In times of financial stress or for special reason, the Council may waive or reduce the annual dues of any member.

Section 5

All Council Members will have to pay annual dues. Student and Fellow Have a lower rate with evidence of current training

Section 6

Assembly members will not pay annual dues if:

  1. Are 65 or more years of age and have been dues‐paying Assembly members for at least five (5) consecutive years.
  2.  Members who qualify for non‐payment shall be responsible of notifying the Secretary and treasurer, including with such notification the evidence required to confirm that they qualify.

Section 7

If a member is delinquent in the payment of dues or assessments one year or more and has, upon notice by mail failed within 30 days to settle the debt or to present in writing a satisfactory and acceptable explanation for such delinquency to the Council, his/her membership in the Assembly will be suspended.
A person whose membership in the Assembly has been suspended due to nonpayment of dues or assessment may be reinstated upon payment in full of such debts owing to the Assembly.

(WHAT TO DO) Please copy the dues text word for word, everything from "2.  Members who" down to "that they qualify.". The data after this point has no connection to the dues text.

(DATA EXTRACT)
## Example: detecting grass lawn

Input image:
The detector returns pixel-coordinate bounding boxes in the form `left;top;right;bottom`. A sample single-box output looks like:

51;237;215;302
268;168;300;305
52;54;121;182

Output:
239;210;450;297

==

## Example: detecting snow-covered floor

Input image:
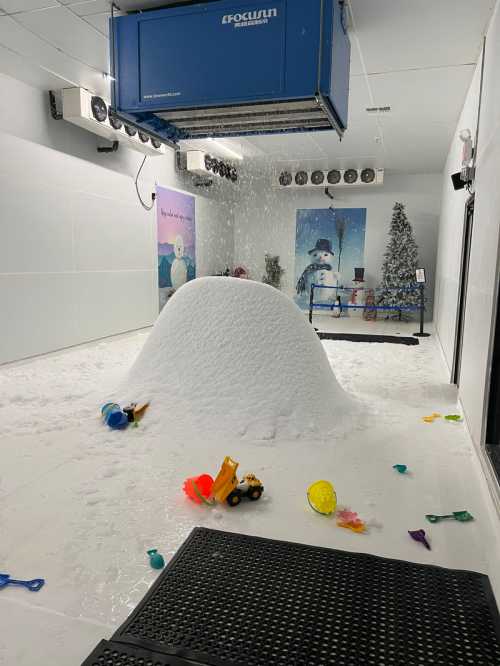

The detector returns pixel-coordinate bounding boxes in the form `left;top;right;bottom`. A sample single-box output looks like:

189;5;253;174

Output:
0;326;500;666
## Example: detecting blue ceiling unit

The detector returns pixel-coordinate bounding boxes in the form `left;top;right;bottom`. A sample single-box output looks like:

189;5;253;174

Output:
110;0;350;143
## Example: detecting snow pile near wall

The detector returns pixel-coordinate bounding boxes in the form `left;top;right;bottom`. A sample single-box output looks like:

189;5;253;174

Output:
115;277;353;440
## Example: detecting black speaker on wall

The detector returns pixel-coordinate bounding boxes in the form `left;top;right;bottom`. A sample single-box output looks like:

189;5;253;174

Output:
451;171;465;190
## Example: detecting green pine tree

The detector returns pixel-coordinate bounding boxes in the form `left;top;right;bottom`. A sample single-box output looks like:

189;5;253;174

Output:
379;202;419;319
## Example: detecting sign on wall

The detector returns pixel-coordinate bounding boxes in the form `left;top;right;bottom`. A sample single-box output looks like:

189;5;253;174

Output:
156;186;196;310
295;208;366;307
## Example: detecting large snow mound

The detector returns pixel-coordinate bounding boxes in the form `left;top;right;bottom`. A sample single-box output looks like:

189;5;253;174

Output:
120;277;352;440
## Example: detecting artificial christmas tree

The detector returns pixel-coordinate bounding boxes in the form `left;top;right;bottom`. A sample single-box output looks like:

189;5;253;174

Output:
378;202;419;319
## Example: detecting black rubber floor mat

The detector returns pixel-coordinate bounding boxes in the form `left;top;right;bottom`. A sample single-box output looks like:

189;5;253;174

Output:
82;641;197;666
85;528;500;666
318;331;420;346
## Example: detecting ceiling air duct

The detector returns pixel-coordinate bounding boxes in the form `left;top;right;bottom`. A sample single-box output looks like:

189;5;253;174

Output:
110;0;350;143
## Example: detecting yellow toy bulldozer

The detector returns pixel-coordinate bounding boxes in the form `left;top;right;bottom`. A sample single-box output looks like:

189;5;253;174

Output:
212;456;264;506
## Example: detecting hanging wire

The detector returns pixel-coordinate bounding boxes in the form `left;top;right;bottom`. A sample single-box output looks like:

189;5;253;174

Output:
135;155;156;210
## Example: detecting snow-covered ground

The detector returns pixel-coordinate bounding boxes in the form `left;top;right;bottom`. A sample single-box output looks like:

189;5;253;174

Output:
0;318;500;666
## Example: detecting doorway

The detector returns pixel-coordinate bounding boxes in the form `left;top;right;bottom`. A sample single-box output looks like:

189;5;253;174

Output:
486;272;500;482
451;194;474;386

(ANSWER SPACE)
2.  Members who qualify for non‐payment shall be responsible of notifying the Secretary and treasurer, including with such notification the evidence required to confirm that they qualify.